To do:
Repeat the records below word for word, from the start through the line with "pixel 237 71", including that line. Don't include any pictures in your answer.

* start Material shown *

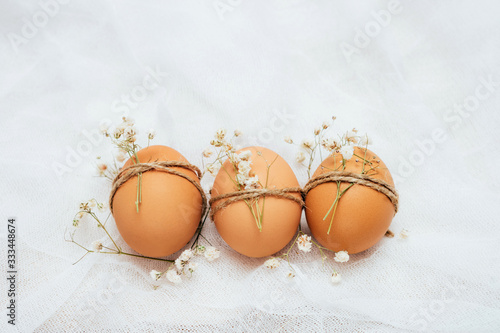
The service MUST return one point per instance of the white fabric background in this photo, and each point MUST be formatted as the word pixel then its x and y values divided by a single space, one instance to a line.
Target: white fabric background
pixel 237 71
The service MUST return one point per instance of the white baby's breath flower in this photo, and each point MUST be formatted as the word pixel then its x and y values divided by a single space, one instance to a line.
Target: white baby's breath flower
pixel 129 132
pixel 84 206
pixel 207 152
pixel 252 182
pixel 336 278
pixel 404 234
pixel 365 140
pixel 304 243
pixel 173 276
pixel 155 275
pixel 213 169
pixel 117 132
pixel 347 152
pixel 220 134
pixel 97 246
pixel 211 253
pixel 191 267
pixel 341 256
pixel 330 144
pixel 121 156
pixel 272 263
pixel 244 168
pixel 151 134
pixel 300 157
pixel 186 255
pixel 244 155
pixel 307 144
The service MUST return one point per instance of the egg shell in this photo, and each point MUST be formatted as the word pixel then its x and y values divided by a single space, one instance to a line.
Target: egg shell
pixel 170 209
pixel 236 224
pixel 363 215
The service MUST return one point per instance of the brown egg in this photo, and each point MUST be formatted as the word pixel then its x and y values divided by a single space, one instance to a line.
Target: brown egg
pixel 362 216
pixel 281 218
pixel 170 209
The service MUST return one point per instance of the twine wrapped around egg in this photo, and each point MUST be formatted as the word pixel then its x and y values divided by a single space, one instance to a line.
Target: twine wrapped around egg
pixel 164 166
pixel 254 194
pixel 355 178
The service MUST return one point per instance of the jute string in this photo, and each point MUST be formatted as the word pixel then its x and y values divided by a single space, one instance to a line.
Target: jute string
pixel 164 166
pixel 254 194
pixel 361 179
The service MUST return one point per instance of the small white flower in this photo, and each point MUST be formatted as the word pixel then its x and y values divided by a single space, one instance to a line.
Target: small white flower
pixel 151 134
pixel 404 234
pixel 187 255
pixel 173 276
pixel 211 253
pixel 213 169
pixel 300 157
pixel 336 278
pixel 272 263
pixel 97 246
pixel 347 152
pixel 220 134
pixel 129 132
pixel 307 144
pixel 244 155
pixel 252 182
pixel 155 275
pixel 330 144
pixel 121 156
pixel 200 249
pixel 84 206
pixel 191 267
pixel 341 256
pixel 304 243
pixel 365 140
pixel 207 152
pixel 244 168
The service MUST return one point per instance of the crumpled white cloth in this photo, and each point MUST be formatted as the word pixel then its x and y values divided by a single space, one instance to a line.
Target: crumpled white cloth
pixel 422 78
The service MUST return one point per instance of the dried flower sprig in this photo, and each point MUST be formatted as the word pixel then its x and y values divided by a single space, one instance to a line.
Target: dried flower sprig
pixel 124 137
pixel 305 244
pixel 245 178
pixel 184 266
pixel 86 209
pixel 343 144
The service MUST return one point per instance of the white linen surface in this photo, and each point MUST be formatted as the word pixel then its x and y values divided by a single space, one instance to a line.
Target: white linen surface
pixel 423 80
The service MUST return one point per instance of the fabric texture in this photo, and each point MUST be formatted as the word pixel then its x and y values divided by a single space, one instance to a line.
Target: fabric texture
pixel 422 78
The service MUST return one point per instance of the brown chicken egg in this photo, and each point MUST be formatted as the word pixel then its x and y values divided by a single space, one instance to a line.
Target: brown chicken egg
pixel 362 215
pixel 170 209
pixel 236 223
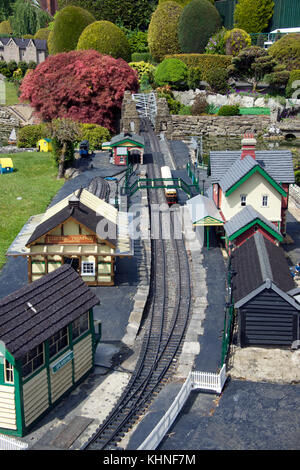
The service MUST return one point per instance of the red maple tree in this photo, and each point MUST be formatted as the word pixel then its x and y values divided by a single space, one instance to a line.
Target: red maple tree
pixel 85 86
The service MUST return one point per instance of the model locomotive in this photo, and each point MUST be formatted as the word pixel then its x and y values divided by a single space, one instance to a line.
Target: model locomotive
pixel 170 192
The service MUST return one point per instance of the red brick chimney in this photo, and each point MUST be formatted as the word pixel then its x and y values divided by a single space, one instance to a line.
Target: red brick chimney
pixel 248 146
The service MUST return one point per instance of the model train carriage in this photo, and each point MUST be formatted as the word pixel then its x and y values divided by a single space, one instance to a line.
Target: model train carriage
pixel 170 193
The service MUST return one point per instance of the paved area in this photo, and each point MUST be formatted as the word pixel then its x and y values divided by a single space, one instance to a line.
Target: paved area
pixel 247 416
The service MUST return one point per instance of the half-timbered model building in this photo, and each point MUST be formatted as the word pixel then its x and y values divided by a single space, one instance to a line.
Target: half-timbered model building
pixel 262 289
pixel 256 180
pixel 82 230
pixel 47 346
pixel 127 148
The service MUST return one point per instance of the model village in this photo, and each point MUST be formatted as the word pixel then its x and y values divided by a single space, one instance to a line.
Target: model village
pixel 155 301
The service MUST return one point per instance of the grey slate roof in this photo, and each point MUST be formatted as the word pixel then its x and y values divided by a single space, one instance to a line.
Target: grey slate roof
pixel 277 163
pixel 201 207
pixel 256 262
pixel 118 138
pixel 82 214
pixel 239 169
pixel 244 217
pixel 37 311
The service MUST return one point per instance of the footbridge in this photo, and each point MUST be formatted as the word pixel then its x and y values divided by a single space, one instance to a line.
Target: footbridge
pixel 146 105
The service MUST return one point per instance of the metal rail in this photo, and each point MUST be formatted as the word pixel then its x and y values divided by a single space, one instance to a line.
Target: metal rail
pixel 167 317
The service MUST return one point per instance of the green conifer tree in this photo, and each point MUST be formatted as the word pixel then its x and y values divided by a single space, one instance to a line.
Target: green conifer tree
pixel 253 15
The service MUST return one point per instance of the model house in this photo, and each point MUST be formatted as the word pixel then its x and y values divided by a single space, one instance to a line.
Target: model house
pixel 47 346
pixel 20 49
pixel 262 289
pixel 250 189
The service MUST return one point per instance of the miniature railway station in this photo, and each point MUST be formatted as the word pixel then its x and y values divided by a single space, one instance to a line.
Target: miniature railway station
pixel 47 346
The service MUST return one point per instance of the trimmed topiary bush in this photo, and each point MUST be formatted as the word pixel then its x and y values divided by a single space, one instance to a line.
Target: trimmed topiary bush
pixel 28 136
pixel 287 51
pixel 216 44
pixel 194 77
pixel 171 72
pixel 106 38
pixel 42 33
pixel 142 57
pixel 163 30
pixel 198 22
pixel 236 40
pixel 218 80
pixel 68 26
pixel 95 134
pixel 205 62
pixel 229 110
pixel 143 68
pixel 294 76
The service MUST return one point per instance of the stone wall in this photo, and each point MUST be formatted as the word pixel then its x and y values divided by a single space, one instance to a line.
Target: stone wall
pixel 182 127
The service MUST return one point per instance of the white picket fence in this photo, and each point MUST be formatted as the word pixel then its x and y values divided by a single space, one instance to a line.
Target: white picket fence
pixel 9 443
pixel 195 381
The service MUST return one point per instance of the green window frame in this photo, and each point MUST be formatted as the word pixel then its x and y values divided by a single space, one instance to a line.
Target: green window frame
pixel 80 326
pixel 58 342
pixel 8 372
pixel 33 360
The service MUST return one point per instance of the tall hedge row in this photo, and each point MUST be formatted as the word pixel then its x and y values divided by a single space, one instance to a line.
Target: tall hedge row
pixel 205 62
pixel 68 26
pixel 106 38
pixel 198 22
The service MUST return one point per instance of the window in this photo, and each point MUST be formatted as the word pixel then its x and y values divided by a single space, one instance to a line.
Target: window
pixel 8 373
pixel 58 342
pixel 33 360
pixel 243 199
pixel 80 325
pixel 88 268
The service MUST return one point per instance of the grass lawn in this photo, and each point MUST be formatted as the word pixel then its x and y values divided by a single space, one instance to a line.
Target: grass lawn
pixel 34 180
pixel 11 94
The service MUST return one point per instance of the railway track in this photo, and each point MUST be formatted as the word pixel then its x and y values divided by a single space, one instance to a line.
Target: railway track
pixel 167 314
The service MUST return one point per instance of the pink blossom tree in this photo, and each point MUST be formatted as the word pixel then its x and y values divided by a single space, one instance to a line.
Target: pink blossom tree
pixel 85 86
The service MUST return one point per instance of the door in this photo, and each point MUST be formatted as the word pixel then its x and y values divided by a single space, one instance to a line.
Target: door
pixel 74 262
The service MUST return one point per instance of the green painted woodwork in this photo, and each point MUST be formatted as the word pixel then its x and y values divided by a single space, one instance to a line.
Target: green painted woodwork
pixel 19 381
pixel 262 224
pixel 258 169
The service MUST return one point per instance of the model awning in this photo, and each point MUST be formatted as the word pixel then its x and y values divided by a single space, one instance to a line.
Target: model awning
pixel 203 211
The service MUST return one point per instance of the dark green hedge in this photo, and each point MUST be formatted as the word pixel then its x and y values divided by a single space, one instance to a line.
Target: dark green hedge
pixel 198 22
pixel 68 26
pixel 163 30
pixel 106 38
pixel 206 62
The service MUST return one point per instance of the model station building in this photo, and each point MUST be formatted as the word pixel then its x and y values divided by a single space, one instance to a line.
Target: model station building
pixel 126 148
pixel 250 189
pixel 264 295
pixel 47 345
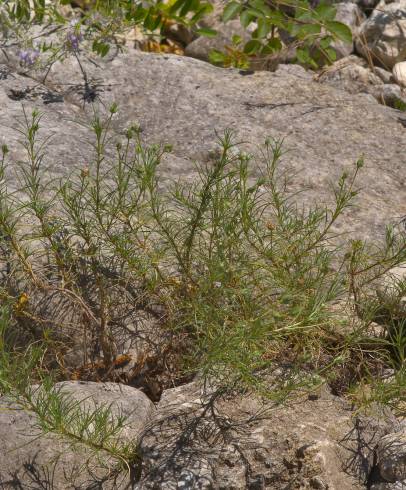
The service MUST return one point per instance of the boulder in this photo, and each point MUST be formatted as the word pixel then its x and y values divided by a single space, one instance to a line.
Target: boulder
pixel 391 457
pixel 352 16
pixel 382 36
pixel 204 440
pixel 201 47
pixel 185 102
pixel 399 73
pixel 355 76
pixel 31 460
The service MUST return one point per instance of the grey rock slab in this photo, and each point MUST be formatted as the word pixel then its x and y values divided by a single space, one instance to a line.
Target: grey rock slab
pixel 352 16
pixel 201 47
pixel 185 102
pixel 315 441
pixel 382 35
pixel 30 461
pixel 391 457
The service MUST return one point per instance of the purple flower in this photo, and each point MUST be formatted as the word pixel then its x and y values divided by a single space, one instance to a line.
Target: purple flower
pixel 28 57
pixel 74 37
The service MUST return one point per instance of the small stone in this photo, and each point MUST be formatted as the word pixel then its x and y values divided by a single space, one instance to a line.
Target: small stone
pixel 318 483
pixel 399 73
pixel 391 455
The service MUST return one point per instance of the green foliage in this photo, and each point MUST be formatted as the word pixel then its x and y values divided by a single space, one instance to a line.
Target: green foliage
pixel 241 276
pixel 310 30
pixel 78 423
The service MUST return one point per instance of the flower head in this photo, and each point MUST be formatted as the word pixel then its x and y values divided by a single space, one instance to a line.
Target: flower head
pixel 28 57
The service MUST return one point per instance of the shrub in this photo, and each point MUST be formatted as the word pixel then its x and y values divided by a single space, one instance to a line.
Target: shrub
pixel 101 24
pixel 238 278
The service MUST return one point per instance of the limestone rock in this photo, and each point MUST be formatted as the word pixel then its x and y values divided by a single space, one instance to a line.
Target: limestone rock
pixel 391 457
pixel 383 35
pixel 50 461
pixel 399 73
pixel 201 47
pixel 385 75
pixel 353 75
pixel 352 16
pixel 313 443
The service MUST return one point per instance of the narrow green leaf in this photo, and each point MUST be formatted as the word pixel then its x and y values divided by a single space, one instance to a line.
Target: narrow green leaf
pixel 231 11
pixel 339 30
pixel 246 18
pixel 207 32
pixel 252 46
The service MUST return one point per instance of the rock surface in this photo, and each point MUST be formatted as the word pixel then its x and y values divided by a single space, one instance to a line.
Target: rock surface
pixel 351 15
pixel 30 461
pixel 391 456
pixel 240 443
pixel 382 35
pixel 184 102
pixel 201 47
pixel 353 75
pixel 399 73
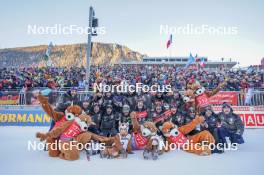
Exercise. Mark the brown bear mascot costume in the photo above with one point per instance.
(70, 129)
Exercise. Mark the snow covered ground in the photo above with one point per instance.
(16, 159)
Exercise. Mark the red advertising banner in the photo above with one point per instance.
(252, 116)
(221, 97)
(9, 98)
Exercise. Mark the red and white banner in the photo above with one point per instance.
(221, 97)
(252, 116)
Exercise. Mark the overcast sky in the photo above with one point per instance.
(136, 24)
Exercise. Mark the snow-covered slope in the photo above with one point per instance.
(16, 159)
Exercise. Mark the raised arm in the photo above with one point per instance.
(185, 129)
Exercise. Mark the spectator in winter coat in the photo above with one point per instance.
(231, 126)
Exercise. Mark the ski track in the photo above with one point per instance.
(16, 159)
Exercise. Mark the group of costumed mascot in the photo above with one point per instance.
(71, 127)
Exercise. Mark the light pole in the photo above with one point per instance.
(93, 22)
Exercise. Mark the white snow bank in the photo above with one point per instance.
(16, 159)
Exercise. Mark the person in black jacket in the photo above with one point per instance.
(67, 99)
(108, 124)
(230, 126)
(211, 121)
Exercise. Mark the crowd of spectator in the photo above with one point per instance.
(55, 77)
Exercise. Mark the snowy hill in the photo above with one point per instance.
(16, 159)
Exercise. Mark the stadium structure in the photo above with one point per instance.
(182, 61)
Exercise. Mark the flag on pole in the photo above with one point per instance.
(202, 63)
(191, 60)
(48, 51)
(169, 42)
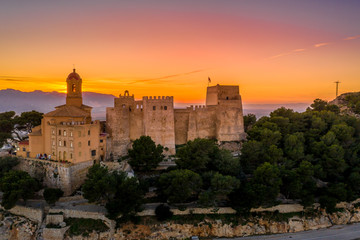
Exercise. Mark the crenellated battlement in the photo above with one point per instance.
(126, 95)
(196, 107)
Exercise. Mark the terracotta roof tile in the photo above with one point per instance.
(67, 111)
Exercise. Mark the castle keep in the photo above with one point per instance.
(221, 118)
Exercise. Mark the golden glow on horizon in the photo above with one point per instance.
(272, 62)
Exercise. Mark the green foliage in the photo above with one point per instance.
(306, 156)
(353, 102)
(249, 121)
(85, 226)
(145, 155)
(51, 195)
(122, 195)
(179, 185)
(17, 185)
(6, 164)
(10, 124)
(163, 212)
(196, 154)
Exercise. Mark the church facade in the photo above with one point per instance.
(68, 133)
(221, 119)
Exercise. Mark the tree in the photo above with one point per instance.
(318, 105)
(145, 154)
(120, 194)
(179, 185)
(196, 154)
(98, 185)
(17, 185)
(127, 198)
(6, 126)
(51, 195)
(6, 164)
(249, 121)
(266, 183)
(11, 125)
(163, 212)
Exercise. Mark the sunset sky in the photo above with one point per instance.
(277, 50)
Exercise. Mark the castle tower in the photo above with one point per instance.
(74, 89)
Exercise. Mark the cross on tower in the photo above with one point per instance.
(337, 87)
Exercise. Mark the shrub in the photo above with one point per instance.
(51, 195)
(163, 212)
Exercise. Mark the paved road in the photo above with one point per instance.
(339, 232)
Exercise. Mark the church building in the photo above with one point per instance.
(68, 133)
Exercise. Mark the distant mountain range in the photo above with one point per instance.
(18, 101)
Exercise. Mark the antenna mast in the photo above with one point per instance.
(337, 88)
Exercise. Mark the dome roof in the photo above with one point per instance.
(74, 75)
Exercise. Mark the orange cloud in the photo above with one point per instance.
(352, 37)
(322, 44)
(288, 53)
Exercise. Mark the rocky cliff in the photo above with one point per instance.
(14, 227)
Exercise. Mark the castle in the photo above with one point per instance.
(74, 142)
(69, 134)
(221, 119)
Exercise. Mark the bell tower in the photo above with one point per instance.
(74, 89)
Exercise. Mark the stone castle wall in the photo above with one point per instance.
(220, 119)
(67, 177)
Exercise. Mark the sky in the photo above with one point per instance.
(277, 51)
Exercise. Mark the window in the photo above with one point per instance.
(93, 153)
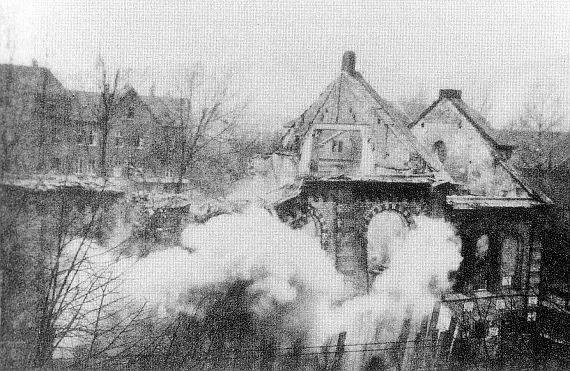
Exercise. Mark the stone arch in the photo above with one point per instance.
(301, 217)
(440, 150)
(399, 208)
(378, 255)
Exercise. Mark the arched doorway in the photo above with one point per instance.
(383, 231)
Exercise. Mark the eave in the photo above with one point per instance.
(483, 202)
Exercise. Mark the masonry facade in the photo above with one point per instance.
(360, 160)
(47, 129)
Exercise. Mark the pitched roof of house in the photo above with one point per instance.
(479, 122)
(351, 100)
(28, 79)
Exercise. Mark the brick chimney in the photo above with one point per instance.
(450, 94)
(349, 62)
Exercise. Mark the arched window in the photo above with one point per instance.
(440, 150)
(313, 226)
(383, 231)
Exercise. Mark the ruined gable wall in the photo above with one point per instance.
(468, 158)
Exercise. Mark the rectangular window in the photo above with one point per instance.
(92, 165)
(91, 138)
(137, 141)
(336, 145)
(119, 141)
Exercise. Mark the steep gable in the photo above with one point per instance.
(469, 149)
(350, 104)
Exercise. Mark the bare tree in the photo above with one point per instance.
(205, 115)
(540, 121)
(110, 93)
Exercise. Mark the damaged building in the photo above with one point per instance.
(353, 159)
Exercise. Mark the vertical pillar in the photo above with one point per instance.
(350, 253)
(367, 160)
(306, 151)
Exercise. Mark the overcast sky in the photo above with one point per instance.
(282, 54)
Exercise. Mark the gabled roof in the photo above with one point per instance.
(475, 118)
(351, 100)
(84, 105)
(28, 79)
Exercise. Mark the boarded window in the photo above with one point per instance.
(440, 150)
(384, 230)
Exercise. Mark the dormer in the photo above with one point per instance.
(465, 144)
(351, 131)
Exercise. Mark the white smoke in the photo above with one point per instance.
(253, 246)
(419, 263)
(289, 267)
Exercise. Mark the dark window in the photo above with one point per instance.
(91, 138)
(119, 140)
(336, 145)
(137, 141)
(55, 164)
(440, 150)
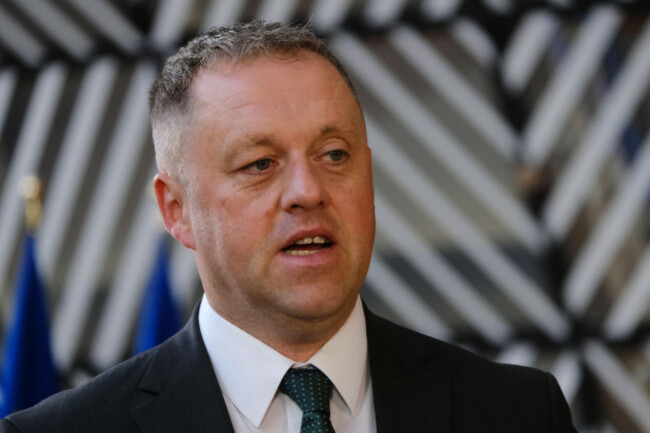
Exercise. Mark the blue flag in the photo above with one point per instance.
(29, 374)
(160, 317)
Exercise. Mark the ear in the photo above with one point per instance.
(174, 208)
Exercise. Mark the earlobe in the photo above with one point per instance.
(174, 208)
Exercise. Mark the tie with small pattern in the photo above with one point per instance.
(311, 390)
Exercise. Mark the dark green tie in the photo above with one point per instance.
(311, 390)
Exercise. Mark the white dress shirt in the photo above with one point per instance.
(249, 373)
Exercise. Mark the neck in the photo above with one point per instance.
(295, 338)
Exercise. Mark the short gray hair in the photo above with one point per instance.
(170, 101)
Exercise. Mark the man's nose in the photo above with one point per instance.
(303, 188)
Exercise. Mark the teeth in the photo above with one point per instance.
(300, 252)
(310, 240)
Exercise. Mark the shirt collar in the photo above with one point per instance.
(243, 363)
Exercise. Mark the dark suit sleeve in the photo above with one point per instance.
(7, 427)
(560, 414)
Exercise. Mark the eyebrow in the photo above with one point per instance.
(260, 140)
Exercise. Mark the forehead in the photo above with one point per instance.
(306, 76)
(305, 92)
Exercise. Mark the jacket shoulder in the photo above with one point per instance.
(483, 395)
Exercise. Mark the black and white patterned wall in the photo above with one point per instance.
(512, 169)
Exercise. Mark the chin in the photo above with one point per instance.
(313, 305)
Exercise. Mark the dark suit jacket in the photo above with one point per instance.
(419, 385)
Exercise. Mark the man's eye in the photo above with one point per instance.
(337, 155)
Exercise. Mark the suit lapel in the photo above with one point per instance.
(411, 390)
(180, 391)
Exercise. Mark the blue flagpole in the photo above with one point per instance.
(29, 374)
(160, 315)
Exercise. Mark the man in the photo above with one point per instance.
(265, 173)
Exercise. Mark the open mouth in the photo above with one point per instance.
(307, 245)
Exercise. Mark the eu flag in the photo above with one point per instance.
(160, 317)
(29, 374)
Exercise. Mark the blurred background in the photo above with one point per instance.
(512, 169)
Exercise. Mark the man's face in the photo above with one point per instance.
(281, 204)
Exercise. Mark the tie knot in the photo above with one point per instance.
(309, 388)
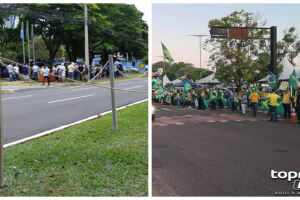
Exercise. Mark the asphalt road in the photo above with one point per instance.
(221, 153)
(31, 111)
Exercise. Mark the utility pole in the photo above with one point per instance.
(23, 41)
(112, 86)
(199, 36)
(1, 142)
(28, 45)
(33, 51)
(273, 66)
(86, 40)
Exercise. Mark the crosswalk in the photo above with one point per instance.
(195, 116)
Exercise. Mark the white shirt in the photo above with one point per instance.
(45, 71)
(35, 68)
(10, 68)
(16, 68)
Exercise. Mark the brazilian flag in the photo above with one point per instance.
(265, 105)
(293, 79)
(160, 93)
(158, 81)
(167, 54)
(272, 80)
(213, 96)
(187, 86)
(168, 98)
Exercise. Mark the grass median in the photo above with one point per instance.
(89, 159)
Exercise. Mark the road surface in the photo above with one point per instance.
(221, 153)
(31, 111)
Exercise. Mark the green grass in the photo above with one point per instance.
(7, 91)
(89, 159)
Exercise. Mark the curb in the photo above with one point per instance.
(48, 132)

* end Material shown *

Result below:
The service MUST return one point per instance of the white fabric background in this photo, and each point MUST be formatted as the word pixel then its x and y values divided by a single space, one instance to a line.
Target: white fabric background
pixel 237 71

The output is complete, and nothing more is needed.